TEXT FOR ANALYSIS —
= = = = = = =

So that brings me back to where I came in: do you experience any concrete, measurable benefits from the "excellent development velocity" you mentioned, or is it simply your team's preferred development style?


> So that brings me back to where I came in: do you experience any concrete, measurable benefits from the "excellent development velocity" you mentioned, or is it simply your team's preferred development style?

Yes, see the following:

> The customers love it, and we enjoy excellent stability and development velocity. These are the reasons we deploy many times a day. There's no reason for us not to deploy things once they are tested and ready.

We're not just deploying bug fixes quickly (which you seem to be fixating on a bit), we are constantly making small iterations. If we're handling support and see something that could be improved, we improve it and roll it out quickly. If we have a moderate sized feature branch, it is merged, tested, and rolled out immediately as soon as it passes QA. No need to set a rigid "We only deploy on Wednesdays" schedule. Pass QA, deploy immediately.

> Not if it's for a bug fix or security patch, but presumably most of your development work is adding new features? In that case, isn't the whole point that it's something the user will notice?

No, a huge chunk of dev time is spent iterating on and improving existing features. There gets to be a point in a product's life cycle where you are more or less feature complete, where the emphasis shifts to refining and improving what you already have. Sure, there are new features, but if you never iterate, you've got older stuff accumulating dust and ageing badly.


One benefit is that more releases means fewer changes in each release, which means when something starts to go wrong, it's easier to figure out what happened.

But of course there's a limit; you don't want releases that are so quick that you don't collect enough data about the effects of each release.

= = = = = = =

ENTRIES PROVIDED —
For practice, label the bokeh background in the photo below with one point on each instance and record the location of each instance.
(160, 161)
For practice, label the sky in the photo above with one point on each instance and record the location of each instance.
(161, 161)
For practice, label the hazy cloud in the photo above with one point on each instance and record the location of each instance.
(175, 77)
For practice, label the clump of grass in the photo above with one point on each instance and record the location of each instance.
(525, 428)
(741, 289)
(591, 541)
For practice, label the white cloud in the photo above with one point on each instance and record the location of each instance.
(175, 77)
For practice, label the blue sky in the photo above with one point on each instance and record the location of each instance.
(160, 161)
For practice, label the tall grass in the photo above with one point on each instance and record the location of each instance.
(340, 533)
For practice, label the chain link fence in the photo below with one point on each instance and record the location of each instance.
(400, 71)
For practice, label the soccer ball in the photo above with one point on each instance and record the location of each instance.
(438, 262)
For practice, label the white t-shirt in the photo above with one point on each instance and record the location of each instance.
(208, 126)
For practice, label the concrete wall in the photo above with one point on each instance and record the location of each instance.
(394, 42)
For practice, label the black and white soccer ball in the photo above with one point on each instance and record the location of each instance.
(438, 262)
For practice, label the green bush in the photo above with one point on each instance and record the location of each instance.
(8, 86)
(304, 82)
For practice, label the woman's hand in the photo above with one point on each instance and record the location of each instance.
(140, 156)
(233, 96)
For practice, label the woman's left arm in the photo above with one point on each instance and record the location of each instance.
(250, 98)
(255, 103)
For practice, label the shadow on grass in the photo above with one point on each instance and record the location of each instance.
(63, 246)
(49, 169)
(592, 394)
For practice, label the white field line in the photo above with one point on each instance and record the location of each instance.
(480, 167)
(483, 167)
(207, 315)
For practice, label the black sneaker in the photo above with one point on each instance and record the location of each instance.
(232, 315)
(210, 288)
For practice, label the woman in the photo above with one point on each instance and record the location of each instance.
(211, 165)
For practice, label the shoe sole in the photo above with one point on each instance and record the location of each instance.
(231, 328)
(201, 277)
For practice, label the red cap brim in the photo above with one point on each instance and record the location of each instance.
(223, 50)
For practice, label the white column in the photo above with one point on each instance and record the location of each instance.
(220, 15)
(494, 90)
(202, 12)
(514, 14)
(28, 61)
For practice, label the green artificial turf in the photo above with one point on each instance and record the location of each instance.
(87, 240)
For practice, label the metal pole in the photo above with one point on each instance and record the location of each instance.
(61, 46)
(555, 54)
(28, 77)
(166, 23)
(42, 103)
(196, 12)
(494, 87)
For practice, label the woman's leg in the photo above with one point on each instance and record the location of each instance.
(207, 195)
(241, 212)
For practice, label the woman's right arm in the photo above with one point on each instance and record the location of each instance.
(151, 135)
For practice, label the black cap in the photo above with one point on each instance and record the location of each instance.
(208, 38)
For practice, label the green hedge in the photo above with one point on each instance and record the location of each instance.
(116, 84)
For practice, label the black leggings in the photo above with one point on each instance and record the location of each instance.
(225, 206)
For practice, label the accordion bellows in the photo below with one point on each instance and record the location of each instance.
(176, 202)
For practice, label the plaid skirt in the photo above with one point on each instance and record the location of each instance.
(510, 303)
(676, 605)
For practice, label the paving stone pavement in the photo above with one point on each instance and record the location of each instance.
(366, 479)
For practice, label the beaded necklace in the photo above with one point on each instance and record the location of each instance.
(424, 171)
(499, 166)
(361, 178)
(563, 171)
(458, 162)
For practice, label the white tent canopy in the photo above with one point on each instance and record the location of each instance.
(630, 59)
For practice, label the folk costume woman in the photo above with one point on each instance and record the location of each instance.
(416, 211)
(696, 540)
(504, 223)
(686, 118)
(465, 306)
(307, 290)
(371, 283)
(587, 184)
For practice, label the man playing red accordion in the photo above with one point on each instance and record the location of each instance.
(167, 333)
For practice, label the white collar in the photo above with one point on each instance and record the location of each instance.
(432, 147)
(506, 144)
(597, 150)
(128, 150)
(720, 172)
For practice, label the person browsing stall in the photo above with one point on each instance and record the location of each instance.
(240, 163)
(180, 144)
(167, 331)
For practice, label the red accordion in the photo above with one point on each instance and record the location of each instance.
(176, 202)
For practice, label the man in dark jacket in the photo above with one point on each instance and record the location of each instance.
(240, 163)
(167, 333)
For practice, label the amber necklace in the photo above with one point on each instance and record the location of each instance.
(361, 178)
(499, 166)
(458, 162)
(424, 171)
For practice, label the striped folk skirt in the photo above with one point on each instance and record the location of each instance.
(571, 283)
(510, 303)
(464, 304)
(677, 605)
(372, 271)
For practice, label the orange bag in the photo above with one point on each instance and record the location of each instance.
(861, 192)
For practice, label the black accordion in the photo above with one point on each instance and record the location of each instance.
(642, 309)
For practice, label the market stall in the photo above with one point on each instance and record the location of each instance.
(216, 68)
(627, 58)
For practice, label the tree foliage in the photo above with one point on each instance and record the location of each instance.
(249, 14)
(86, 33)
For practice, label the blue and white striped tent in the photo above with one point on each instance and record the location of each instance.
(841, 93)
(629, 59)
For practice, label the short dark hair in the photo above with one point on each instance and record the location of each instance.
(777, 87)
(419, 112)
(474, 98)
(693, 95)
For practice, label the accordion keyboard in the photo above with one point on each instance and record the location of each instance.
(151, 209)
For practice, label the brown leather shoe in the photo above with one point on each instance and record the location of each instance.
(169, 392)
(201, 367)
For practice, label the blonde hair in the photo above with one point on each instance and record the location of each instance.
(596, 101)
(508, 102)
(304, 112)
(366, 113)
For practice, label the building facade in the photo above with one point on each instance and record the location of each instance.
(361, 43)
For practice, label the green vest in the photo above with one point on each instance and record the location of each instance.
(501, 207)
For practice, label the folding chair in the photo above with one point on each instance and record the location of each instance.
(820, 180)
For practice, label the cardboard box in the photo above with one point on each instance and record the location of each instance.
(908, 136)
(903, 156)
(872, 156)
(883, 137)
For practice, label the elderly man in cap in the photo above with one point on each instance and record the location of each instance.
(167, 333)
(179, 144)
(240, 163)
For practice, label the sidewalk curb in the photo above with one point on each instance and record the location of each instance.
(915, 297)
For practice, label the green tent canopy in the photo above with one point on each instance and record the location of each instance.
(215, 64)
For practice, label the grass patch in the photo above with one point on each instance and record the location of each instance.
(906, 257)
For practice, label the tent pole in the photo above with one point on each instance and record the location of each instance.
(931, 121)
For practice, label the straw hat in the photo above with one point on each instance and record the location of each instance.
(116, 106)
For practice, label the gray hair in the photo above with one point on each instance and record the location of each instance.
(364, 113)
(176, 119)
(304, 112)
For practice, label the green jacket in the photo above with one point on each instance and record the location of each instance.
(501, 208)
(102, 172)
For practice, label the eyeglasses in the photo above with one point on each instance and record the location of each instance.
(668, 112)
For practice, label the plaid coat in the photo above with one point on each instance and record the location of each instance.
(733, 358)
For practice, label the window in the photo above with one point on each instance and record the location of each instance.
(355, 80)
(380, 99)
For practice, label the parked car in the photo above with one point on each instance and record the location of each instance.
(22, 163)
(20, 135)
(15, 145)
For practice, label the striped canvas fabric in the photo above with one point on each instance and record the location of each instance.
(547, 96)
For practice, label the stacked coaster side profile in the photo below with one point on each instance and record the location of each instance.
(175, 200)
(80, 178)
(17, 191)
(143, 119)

= = = = = = =

ASSIGNMENT 1 — Retype the portion of the deployment discussion starting with "Yes, see the" and going on through "tested and ready.".
ASSIGNMENT 2 —
Answer the following from the deployment discussion:
(a) How often does the team deploy?
(b) According to the reply, what is a huge chunk of dev time spent on?
(c) What does the text say more releases mean for the number of changes in each release?
ASSIGNMENT 3 — List every action that the deployment discussion says is applied to a moderate sized feature branch.

RESPONSE AREA 1 —
Yes, see the following:

> The customers love it, and we enjoy excellent stability and development velocity. These are the reasons we deploy many times a day. There's no reason for us not to deploy things once they are tested and ready.

RESPONSE AREA 2 —
(a) Many times a day.
(b) Iterating on and improving existing features.
(c) Fewer changes in each release.

RESPONSE AREA 3 — Merged, tested, and rolled out (immediately, as soon as it passes QA).